EXTRACT:
=-=-=

Recursive Best-of-N Delegation¶
Run K parallel candidate workers at each recursion node and select the best result via a judge before the parent consumes it — preventing error compounding in recursive agent trees.
The Problem¶
In recursive delegation, each subtask's output becomes input for the parent agent. A weak result at any node doesn't stay local — it poisons every decision above it in the tree. Single-path recursion compounds errors upward with no mechanism for recovery short of a full retry.
Structure¶
At each recursion node, instead of sending one candidate result to the parent:
- Fan-out — spawn K candidate workers (typically 2–5) in independent sandboxes for the same subtask
- Score — a judge combines automated signals (tests, lint, exit codes) with LLM-as-judge rubric evaluation
- Select — the top-scoring candidate becomes the canonical result for the parent
- Escalate — if no candidate clears the confidence threshold, increase K or spawn investigator sub-agents
- Aggregate — selected results propagate upward and the parent continues its own recursion
graph TD
O[Orchestrator] --> N1[Node A]
O --> N2[Node B]
N1 --> C1[Candidate 1]
N1 --> C2[Candidate 2]
N1 --> C3[Candidate 3]
C1 & C2 & C3 --> J1[Judge]
J1 -->|Best result| O
N2 --> D1[Candidate 1]
N2 --> D2[Candidate 2]
N2 --> D3[Candidate 3]
D1 & D2 & D3 --> J2[Judge]
J2 -->|Best result| O
This is distinct from the voting/ensemble pattern (flat parallel evaluation of the same task) and from fan-out synthesis (merging complementary strengths). Here, selection happens at each internal node of a decomposition tree, not at a single top-level aggregation point. The ReDel toolkit provides a reference implementation of recursive multi-agent delegation with configurable delegation schemes.
Judge Design¶
Judge quality determines the pattern's reliability. A judge that rationalizes poor outputs is worse than no judge. Failure analysis of multi-agent systems consistently identifies task verification as a primary failure cluster — judges that accept weak outputs propagate errors rather than catching them (Cemri et al., 2025).
| Signal type | Examples | Role |
|---|---|---|
| Objective checks | Test pass rate, lint warnings, exit codes, diff size | Hard gate — failing outputs are eliminated before LLM scoring |
| LLM-as-judge rubric | Correctness, adherence to repo conventions, completeness | Discriminates between candidates that pass objective checks |
Run objective checks first. Eliminate candidates that fail before LLM scoring to avoid wasting evaluation budget and to prevent the judge from rationalizing broken outputs as acceptable.
Dynamic K Allocation¶
Applying K uniformly across all nodes wastes compute. A node processing a well-understood, deterministic subtask doesn't benefit from K=5; a node handling ambiguous API behavior or repo-specific convention mapping does.

=-=-=

THE DATA:
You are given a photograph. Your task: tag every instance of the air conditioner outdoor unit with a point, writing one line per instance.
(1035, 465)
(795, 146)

=-=-=

EXERCISE REQUIREMENTS:
1 > Please return the part of the Best-of-N delegation text starting at "Judge Design¶" and ending at "et al., 2025).", word for word.
2 > Resume the Best-of-N delegation text, picking up after its final sentence.

RESPONSES FOR EACH TASK:
1 >
Judge Design¶
Judge quality determines the pattern's reliability. A judge that rationalizes poor outputs is worse than no judge. Failure analysis of multi-agent systems consistently identifies task verification as a primary failure cluster — judges that accept weak outputs propagate errors rather than catching them (Cemri et al., 2025).

2 >
Heuristics for raising K at a node:
- Prior failures at this subtask type in the same run
- High output variance across early candidates
- Subtask touches security-sensitive code, schema migrations, or high-blast-radius paths
- Cheap verification available (tight test coverage exists for this module)
Lower K (or K=1) is appropriate when subtask outputs are deterministic and machine-verifiable with high confidence.
When to Apply¶
Best fit:
- Shardable subtasks where outputs are cheaply scorable — tight unit tests, type checking, lint
- High-cost failure modes — migrations, security changes, large refactors where a wrong answer is expensive to undo
- Tasks with repo-specific ambiguity — API conventions, naming patterns that a single agent might misread
Poor fit:
- Tasks without a cheap verification signal — if you cannot score candidates objectively, judge quality degrades
- Low-blast-radius leaf nodes where the cost of K candidates exceeds the cost of a retry
- Real-time pipelines where latency is the primary constraint
Cost Trade-Off¶
Each node with K=3 costs roughly 3× the per-node compute of single-path recursion, plus judge overhead. The cost is justified when:
- Failures in the subtask are expensive to catch and fix downstream
- The verification signal is cheap relative to the subtask cost
Targeted K allocation — concentrating extra candidates only on uncertain or high-stakes nodes — recovers most of the reliability benefit at a fraction of the uniform-K cost.
Example¶
A large refactor task is decomposed into three subtasks: rename a public API, update call sites, and update tests. Each subtask spawns K=3 candidate workers in isolated sandboxes:
# Pseudocode: recursive best-of-N node
async def delegate_with_selection(subtask, k=3, threshold=0.8):
candidates = await asyncio.gather(*[
run_worker(subtask, sandbox_id=i) for i in range(k)
])
# Objective gate: eliminate candidates failing hard checks
passing = [c for c in candidates if c.tests_pass and c.lint_clean]
if not passing:
# No candidate cleared — escalate
return await delegate_with_selection(subtask, k=k+2, threshold=threshold)
# LLM-as-judge scores remaining candidates
scored = await judge.rank(passing, rubric=subtask.rubric)
best = scored[0]
if best.score < threshold:
return await delegate_with_selection(subtask, k=k+2, threshold=threshold)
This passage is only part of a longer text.